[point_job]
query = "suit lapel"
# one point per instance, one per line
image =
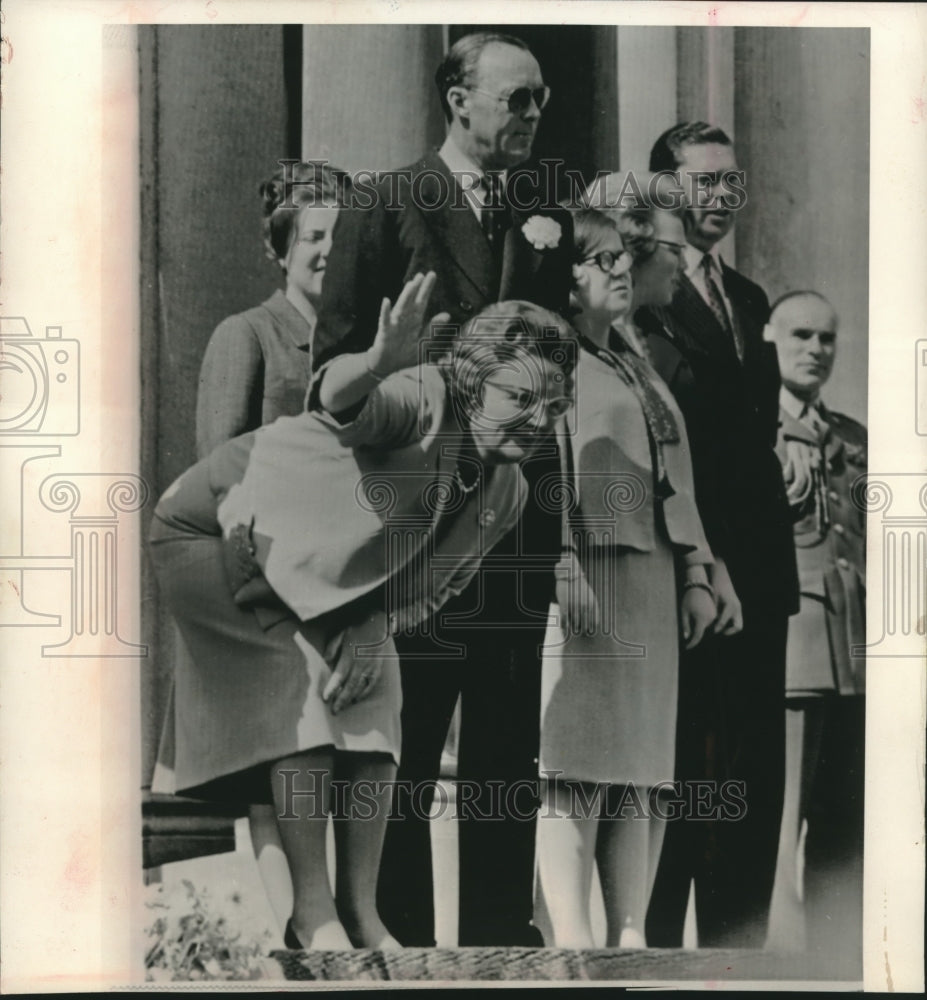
(696, 316)
(520, 260)
(454, 225)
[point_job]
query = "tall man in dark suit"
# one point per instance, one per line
(489, 235)
(708, 345)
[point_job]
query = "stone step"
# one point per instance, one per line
(704, 966)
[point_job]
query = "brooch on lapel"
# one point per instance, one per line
(542, 232)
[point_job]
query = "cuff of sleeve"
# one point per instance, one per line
(699, 557)
(343, 420)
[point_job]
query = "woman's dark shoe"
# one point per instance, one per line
(290, 939)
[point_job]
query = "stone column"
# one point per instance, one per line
(802, 134)
(369, 96)
(646, 91)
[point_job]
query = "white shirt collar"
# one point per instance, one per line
(694, 257)
(794, 406)
(467, 172)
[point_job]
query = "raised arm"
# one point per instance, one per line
(349, 378)
(365, 266)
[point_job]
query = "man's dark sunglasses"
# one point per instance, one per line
(520, 100)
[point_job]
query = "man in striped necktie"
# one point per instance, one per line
(708, 345)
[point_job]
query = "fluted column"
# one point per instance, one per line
(369, 96)
(94, 503)
(802, 134)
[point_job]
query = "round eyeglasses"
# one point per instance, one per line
(520, 99)
(525, 400)
(611, 263)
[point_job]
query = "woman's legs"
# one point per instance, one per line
(566, 853)
(627, 871)
(360, 826)
(271, 861)
(303, 802)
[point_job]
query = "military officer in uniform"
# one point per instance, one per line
(823, 455)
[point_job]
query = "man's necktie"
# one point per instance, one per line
(815, 421)
(812, 419)
(494, 213)
(716, 301)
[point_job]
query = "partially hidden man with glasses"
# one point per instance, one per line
(708, 345)
(489, 235)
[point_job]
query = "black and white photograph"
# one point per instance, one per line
(447, 505)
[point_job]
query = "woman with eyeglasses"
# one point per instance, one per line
(290, 555)
(632, 578)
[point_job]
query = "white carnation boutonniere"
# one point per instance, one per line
(542, 233)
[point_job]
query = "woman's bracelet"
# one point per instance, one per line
(371, 372)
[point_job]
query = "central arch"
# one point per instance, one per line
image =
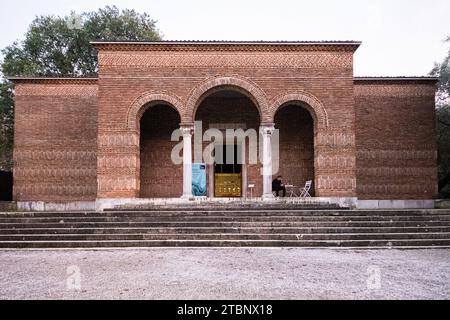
(220, 83)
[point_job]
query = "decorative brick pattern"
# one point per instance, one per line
(55, 141)
(396, 149)
(218, 83)
(80, 139)
(308, 101)
(147, 100)
(232, 59)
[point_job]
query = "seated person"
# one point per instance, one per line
(278, 186)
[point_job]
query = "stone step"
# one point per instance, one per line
(225, 236)
(232, 206)
(229, 213)
(273, 218)
(228, 224)
(8, 206)
(405, 243)
(214, 230)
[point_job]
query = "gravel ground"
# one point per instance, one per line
(225, 273)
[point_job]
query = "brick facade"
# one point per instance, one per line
(88, 139)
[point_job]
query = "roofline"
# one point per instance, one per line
(424, 79)
(227, 45)
(396, 78)
(214, 42)
(68, 80)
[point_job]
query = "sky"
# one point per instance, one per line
(399, 37)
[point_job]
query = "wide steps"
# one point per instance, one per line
(246, 227)
(386, 244)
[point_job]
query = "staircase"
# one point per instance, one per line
(216, 226)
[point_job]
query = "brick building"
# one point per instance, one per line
(108, 139)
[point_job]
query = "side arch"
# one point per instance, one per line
(145, 101)
(308, 101)
(251, 90)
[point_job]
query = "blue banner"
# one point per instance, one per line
(199, 179)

---------------

## Problem to work on
Could the data be reproduced exactly, with the pictures omitted?

## Output of the exercise
[point_job]
query = "suit lapel"
# one point per instance, one per line
image =
(696, 316)
(520, 260)
(454, 225)
[point_job]
query = "tall man in dark suit"
# one point per instance, one per line
(489, 235)
(708, 345)
[point_job]
query = "stone step"
# one point per instance, one per line
(704, 966)
[point_job]
query = "brooch on lapel"
# one point per instance, one per line
(542, 232)
[point_job]
query = "cuff of sleeve"
# one point per instance, one per line
(699, 557)
(343, 420)
[point_job]
query = "woman's dark shoe"
# one point per instance, one per line
(290, 939)
[point_job]
query = "stone column"
# one point per instance, one per line
(802, 134)
(369, 96)
(646, 91)
[point_job]
query = "white shirt collar"
# one point per instance, one per line
(694, 257)
(794, 406)
(467, 172)
[point_job]
query = "raised arm"
# one point per instance, one per line
(349, 378)
(365, 266)
[point_job]
query = "man's dark sunglasses"
# one point per instance, one per line
(520, 100)
[point_job]
query = "man in striped necktie"
# one point per instance, one per line
(708, 345)
[point_job]
query = "fluted column"
# one point per instance, one per line
(369, 96)
(94, 503)
(802, 134)
[point_job]
query = "round eyeglasses"
# one point per instance, one per line
(520, 99)
(525, 400)
(611, 263)
[point_job]
query = "woman's legs"
# one point per instance, one per line
(566, 853)
(627, 871)
(360, 826)
(271, 861)
(303, 802)
[point_job]
query = "military officer in uniform"
# one point per instance, one per line
(823, 455)
[point_job]
query = "man's necktie"
# one point per instance, one per line
(815, 421)
(812, 419)
(494, 213)
(716, 301)
[point_job]
query = "partially hidden man with glasses"
# one point per instance, one per line
(708, 345)
(489, 235)
[point_job]
query = "black and white photograph"
# one point per instance, one per line
(447, 505)
[point_job]
query = "woman with eyeglasses"
# one point per instance, one per line
(290, 555)
(632, 578)
[point_job]
query = "white carnation boutonniere"
# one point per instance, one per line
(542, 233)
[point_job]
query = "woman's bracelet"
# one point per instance, one per line
(371, 372)
[point_job]
query = "central arch"
# one point per instance, one per line
image =
(220, 83)
[point_job]
query = "decorative brick pattern"
# one point per instance, one per line
(55, 141)
(396, 149)
(218, 83)
(80, 139)
(308, 101)
(147, 100)
(232, 59)
[point_job]
query = "seated person"
# one point per instance, one per line
(278, 186)
[point_job]
query = "stone step"
# one point per instance, one per line
(225, 236)
(232, 206)
(229, 213)
(273, 218)
(228, 224)
(8, 206)
(405, 243)
(214, 230)
[point_job]
query = "gravel ground"
# one point per instance, one per line
(225, 273)
[point_job]
query = "brick facade"
# one point per instance, one per line
(88, 139)
[point_job]
query = "roofline"
# one point per instance, one per line
(424, 79)
(227, 45)
(396, 78)
(214, 42)
(68, 80)
[point_job]
query = "sky"
# one point per instance, one per line
(399, 37)
[point_job]
query = "wide steps"
# one point per instance, one per line
(246, 227)
(386, 244)
[point_job]
query = "staircase"
# one point per instance, one per line
(216, 226)
[point_job]
query = "brick building"
# one point per instance, one per line
(108, 139)
[point_job]
query = "side arch"
# one point per instance, one per line
(145, 101)
(308, 101)
(251, 90)
[point_job]
query = "blue banner"
# one point per instance, one per line
(199, 179)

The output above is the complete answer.